* COMPITO 1:
Cita alla lettera le righe dei record a partire da quella che contiene "the black pan" e fino alla fine dei record, estremi inclusi. Lascia fuori dalla risposta le immagini.

* TESTO DEL DOCUMENTO:
Anno 6 - N. 17/ 2007


Mozart & Figli Wolfgang Amadé strettamente riservato

“L’attenzione di un mondo, non solo musicale per Mozart, ha frugato anche tra le pieghe della sua sessualità...”

… Addirittura, cancellati i tempi in cui il sodalizio faceva dichiarare al tenero Wolfi: “dopo Dio c’è il mio papà”.

di Pierfranco Vitale



Silhouette della famiglia Mozart (Costanze, Wolfang Amadé e il piccolo Raymund Leopold) datata 17 ottobre 1783.

Salisburgo, Museum Carolinum Augusteum (inv. Nr. 122/24)


Mi sembra giusto, anzi, togliamo quel “sembra”, così ambiguo ed approssimativo per un argomento ben definito anche nei contorni dell’essenzialità, l’aver dibattuto, esaminato ed approfondito il rapporto tra Padre e Figlio Mozart: Leopold e Wolfgang.
Le loro esistenze parallele e sofferte anche quando l’amore annodava in legami morbosi i sentimenti del genitore, gradualmente eclissato dal figlio dalle misure d’ingombro sempre più sproporzionate, si divaricarono solo a Vienna, in modo pressoché definitivo.
L’infanzia di Wolfgang e la maturità di Leopold in contemporanea sul rigo musicale, i viaggi per l’Europa e in Italia, la quotidianità nella sopportata Salisburgo e nella soffocante Corte arcivescovile di Colloredo, la puntigliosità nell’epistolario dei due uomini di casa Mozart, la lacerante separazione del viaggio a Parigi con la sola madre furono un tutt’uno con il divenire, il crescere del Genio. Padre e figlio per le viuzze di Salzburg.

* COMPITO 2:
Stampa senza modifiche il passo dell'articolo su Mozart che inizia con "Silhouette della famiglia" e termina con "modo pressoché definitivo.".

* DATI DEL COMPITO:
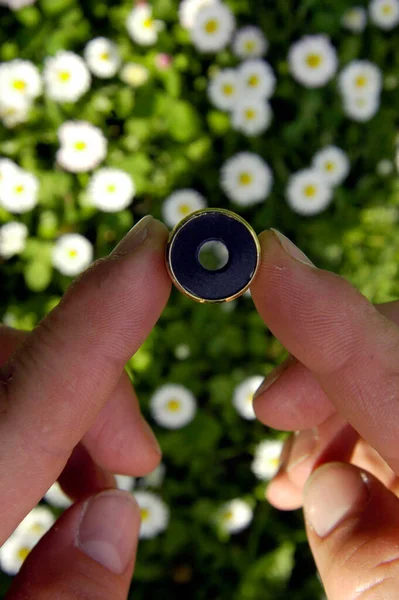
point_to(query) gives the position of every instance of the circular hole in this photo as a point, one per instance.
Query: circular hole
(213, 255)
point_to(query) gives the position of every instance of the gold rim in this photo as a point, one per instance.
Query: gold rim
(172, 237)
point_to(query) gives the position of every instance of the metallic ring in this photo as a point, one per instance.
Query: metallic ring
(183, 250)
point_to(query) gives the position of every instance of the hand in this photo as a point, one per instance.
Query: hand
(342, 390)
(68, 409)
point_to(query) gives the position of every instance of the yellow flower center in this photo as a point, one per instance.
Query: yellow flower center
(253, 81)
(310, 191)
(19, 84)
(173, 405)
(64, 76)
(228, 89)
(23, 553)
(245, 178)
(211, 26)
(314, 60)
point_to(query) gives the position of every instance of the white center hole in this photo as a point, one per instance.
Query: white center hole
(213, 255)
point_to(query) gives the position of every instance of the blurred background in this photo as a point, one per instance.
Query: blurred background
(284, 111)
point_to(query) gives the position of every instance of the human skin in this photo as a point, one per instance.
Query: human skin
(67, 408)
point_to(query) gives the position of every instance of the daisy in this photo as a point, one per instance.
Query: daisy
(256, 78)
(188, 10)
(313, 60)
(154, 514)
(223, 89)
(213, 27)
(251, 116)
(384, 13)
(246, 179)
(56, 497)
(134, 74)
(72, 254)
(361, 108)
(244, 394)
(234, 516)
(267, 459)
(18, 191)
(333, 163)
(180, 204)
(249, 42)
(102, 57)
(12, 238)
(141, 26)
(360, 78)
(83, 146)
(355, 19)
(111, 190)
(19, 81)
(66, 77)
(173, 406)
(308, 192)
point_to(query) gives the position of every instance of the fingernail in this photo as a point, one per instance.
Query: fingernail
(273, 376)
(135, 237)
(304, 443)
(108, 530)
(291, 249)
(332, 494)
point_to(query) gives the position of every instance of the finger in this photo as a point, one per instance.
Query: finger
(334, 440)
(120, 439)
(296, 400)
(61, 378)
(351, 349)
(352, 524)
(89, 553)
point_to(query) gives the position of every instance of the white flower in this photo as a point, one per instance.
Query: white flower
(142, 28)
(213, 27)
(267, 459)
(111, 190)
(72, 254)
(188, 11)
(125, 482)
(102, 57)
(223, 89)
(385, 167)
(173, 406)
(244, 394)
(360, 78)
(234, 516)
(384, 13)
(251, 116)
(56, 496)
(308, 192)
(250, 42)
(83, 146)
(154, 514)
(134, 74)
(180, 204)
(66, 77)
(246, 179)
(313, 60)
(12, 238)
(333, 163)
(19, 79)
(355, 19)
(361, 108)
(18, 191)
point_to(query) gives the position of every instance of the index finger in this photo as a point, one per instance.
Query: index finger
(351, 349)
(61, 377)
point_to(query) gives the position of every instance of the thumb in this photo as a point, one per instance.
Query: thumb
(89, 553)
(352, 522)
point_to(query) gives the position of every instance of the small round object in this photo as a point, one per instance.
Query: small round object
(183, 255)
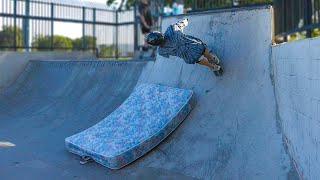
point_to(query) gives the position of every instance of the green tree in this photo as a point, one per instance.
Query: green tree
(108, 51)
(44, 42)
(7, 36)
(90, 43)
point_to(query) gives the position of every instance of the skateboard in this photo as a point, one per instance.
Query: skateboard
(220, 72)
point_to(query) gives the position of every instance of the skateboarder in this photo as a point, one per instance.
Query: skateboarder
(191, 49)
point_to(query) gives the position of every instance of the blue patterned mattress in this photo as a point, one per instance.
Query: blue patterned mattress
(145, 119)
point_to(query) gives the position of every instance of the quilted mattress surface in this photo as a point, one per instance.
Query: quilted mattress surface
(145, 119)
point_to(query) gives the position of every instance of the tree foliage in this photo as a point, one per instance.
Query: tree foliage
(90, 43)
(7, 36)
(44, 42)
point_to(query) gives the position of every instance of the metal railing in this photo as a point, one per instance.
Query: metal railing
(35, 25)
(39, 25)
(291, 16)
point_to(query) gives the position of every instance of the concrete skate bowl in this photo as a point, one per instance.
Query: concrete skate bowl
(232, 133)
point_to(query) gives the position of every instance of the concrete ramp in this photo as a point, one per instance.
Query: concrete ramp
(232, 133)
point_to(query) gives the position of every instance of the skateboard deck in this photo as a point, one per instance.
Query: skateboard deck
(220, 72)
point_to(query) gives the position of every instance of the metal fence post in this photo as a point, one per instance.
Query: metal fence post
(94, 40)
(83, 28)
(117, 34)
(26, 20)
(15, 25)
(52, 28)
(308, 16)
(135, 28)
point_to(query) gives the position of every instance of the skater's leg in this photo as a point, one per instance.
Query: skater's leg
(211, 57)
(205, 62)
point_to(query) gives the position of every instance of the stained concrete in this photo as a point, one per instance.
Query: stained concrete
(231, 134)
(12, 64)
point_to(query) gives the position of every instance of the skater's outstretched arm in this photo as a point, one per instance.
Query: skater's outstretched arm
(180, 25)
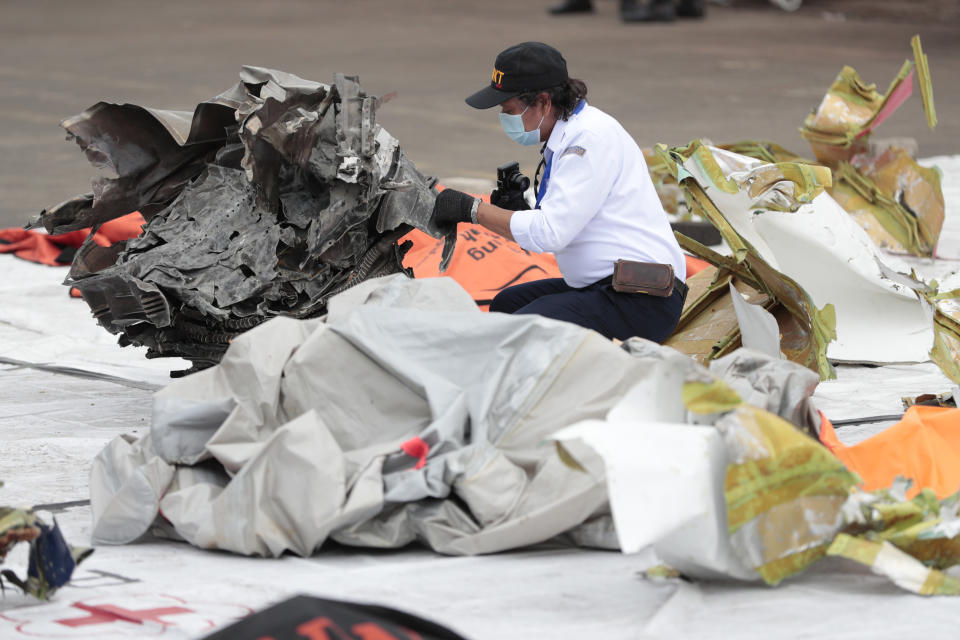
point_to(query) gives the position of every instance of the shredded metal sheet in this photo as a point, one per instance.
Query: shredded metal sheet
(269, 199)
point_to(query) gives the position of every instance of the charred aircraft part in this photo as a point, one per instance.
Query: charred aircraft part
(301, 195)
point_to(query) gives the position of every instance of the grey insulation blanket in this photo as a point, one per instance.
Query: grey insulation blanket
(404, 415)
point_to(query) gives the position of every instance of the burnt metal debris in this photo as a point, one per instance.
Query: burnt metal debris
(265, 201)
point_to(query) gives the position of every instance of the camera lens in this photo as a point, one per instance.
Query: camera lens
(520, 182)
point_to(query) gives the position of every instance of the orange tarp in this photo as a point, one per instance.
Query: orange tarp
(46, 249)
(483, 262)
(923, 446)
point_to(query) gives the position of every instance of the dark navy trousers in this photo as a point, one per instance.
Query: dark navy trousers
(596, 306)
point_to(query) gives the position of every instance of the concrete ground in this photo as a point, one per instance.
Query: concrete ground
(747, 70)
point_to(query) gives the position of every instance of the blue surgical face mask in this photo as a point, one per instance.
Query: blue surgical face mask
(513, 127)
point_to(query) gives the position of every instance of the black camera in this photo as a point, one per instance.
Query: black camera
(511, 185)
(509, 178)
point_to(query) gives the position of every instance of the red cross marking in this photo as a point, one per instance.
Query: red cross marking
(105, 613)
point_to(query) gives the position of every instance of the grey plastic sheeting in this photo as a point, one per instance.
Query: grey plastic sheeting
(298, 435)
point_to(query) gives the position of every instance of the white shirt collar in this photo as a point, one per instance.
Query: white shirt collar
(555, 141)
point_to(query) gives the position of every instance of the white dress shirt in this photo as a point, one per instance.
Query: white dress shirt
(599, 205)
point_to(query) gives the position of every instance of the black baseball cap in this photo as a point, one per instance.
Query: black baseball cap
(528, 66)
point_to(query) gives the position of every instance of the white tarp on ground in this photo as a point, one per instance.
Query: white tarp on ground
(52, 424)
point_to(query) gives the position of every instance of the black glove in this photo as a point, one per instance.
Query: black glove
(451, 207)
(511, 200)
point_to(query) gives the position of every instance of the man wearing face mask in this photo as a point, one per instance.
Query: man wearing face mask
(596, 205)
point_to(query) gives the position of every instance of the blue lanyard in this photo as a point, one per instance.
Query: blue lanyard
(542, 191)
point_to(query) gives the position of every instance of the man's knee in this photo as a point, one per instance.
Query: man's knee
(507, 301)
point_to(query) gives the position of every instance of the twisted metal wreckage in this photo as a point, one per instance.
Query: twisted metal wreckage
(266, 200)
(281, 192)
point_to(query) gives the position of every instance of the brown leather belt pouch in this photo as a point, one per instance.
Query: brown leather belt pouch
(651, 278)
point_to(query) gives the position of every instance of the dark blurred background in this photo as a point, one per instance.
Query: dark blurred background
(747, 70)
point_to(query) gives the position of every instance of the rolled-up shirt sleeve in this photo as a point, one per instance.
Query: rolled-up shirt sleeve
(581, 176)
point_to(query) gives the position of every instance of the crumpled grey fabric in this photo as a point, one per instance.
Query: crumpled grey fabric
(777, 385)
(314, 430)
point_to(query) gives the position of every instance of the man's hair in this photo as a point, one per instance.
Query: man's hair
(564, 97)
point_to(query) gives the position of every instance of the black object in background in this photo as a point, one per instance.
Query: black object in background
(309, 618)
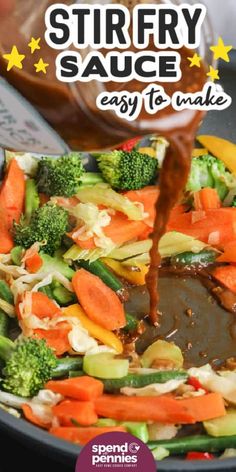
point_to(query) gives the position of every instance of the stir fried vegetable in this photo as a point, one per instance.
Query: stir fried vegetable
(127, 170)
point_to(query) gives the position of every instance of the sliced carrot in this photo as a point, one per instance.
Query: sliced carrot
(56, 338)
(120, 230)
(226, 275)
(81, 411)
(163, 409)
(83, 435)
(100, 302)
(148, 197)
(205, 407)
(33, 263)
(80, 388)
(30, 416)
(221, 222)
(12, 193)
(206, 199)
(229, 254)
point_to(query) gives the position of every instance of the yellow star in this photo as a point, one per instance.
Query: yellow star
(34, 44)
(41, 66)
(195, 60)
(221, 50)
(213, 74)
(14, 59)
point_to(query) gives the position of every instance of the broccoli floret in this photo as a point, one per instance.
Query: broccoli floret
(127, 170)
(63, 176)
(29, 365)
(47, 225)
(208, 171)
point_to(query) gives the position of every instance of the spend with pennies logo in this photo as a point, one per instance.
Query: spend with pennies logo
(115, 451)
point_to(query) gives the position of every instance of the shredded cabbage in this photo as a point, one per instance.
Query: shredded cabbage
(91, 223)
(160, 431)
(9, 309)
(25, 160)
(75, 253)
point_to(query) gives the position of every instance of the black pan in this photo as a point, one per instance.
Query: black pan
(210, 321)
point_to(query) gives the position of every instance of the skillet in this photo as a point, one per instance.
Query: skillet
(221, 124)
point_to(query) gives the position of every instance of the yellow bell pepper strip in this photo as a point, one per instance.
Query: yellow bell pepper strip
(101, 334)
(148, 150)
(135, 277)
(197, 152)
(221, 148)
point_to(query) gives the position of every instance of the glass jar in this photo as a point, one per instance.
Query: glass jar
(69, 110)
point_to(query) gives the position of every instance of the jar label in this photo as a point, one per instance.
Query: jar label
(22, 128)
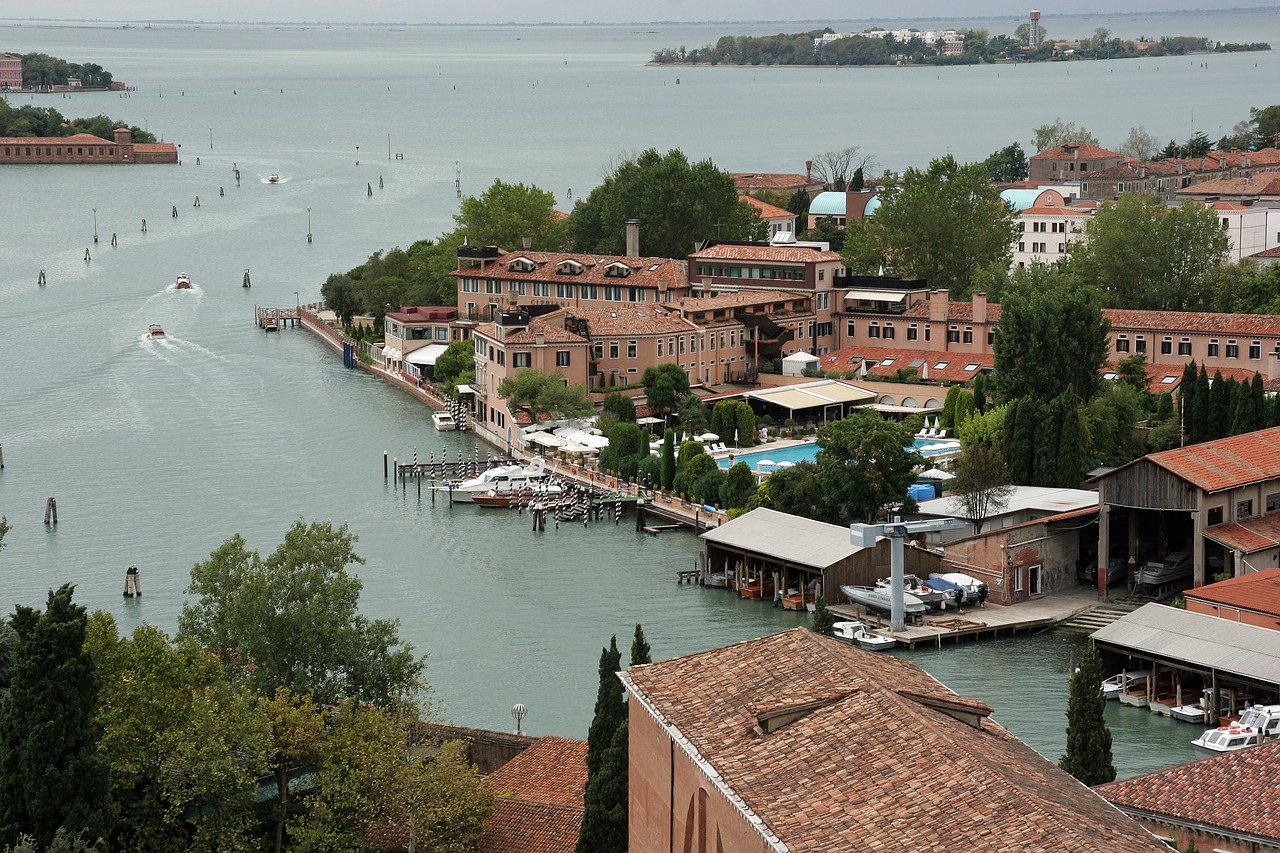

* RISPOSTA 1:
point_to(query) gives the position of every instance of the black pan in this photo as a point, one per instance.
Query: black pan
(210, 321)
point_to(query) gives the position of every instance of the skillet in this photo as a point, one per instance.
Query: skillet
(221, 124)
point_to(query) gives the position of every instance of the yellow bell pepper strip in this photo as a point, one per instance.
Query: yellow bell pepper strip
(101, 334)
(148, 150)
(135, 277)
(197, 152)
(221, 148)
point_to(query) gives the position of every instance of the glass jar in this photo as a point, one per instance.
Query: glass jar
(69, 110)
point_to(query) gives the position of every instance of the jar label in this photo as a point, one per instance.
Query: jar label
(22, 128)

* RISPOSTA 2:
Silhouette della famiglia Mozart (Costanze, Wolfang Amadé e il piccolo Raymund Leopold) datata 17 ottobre 1783.

Salisburgo, Museum Carolinum Augusteum (inv. Nr. 122/24)


Mi sembra giusto, anzi, togliamo quel “sembra”, così ambiguo ed approssimativo per un argomento ben definito anche nei contorni dell’essenzialità, l’aver dibattuto, esaminato ed approfondito il rapporto tra Padre e Figlio Mozart: Leopold e Wolfgang.
Le loro esistenze parallele e sofferte anche quando l’amore annodava in legami morbosi i sentimenti del genitore, gradualmente eclissato dal figlio dalle misure d’ingombro sempre più sproporzionate, si divaricarono solo a Vienna, in modo pressoché definitivo.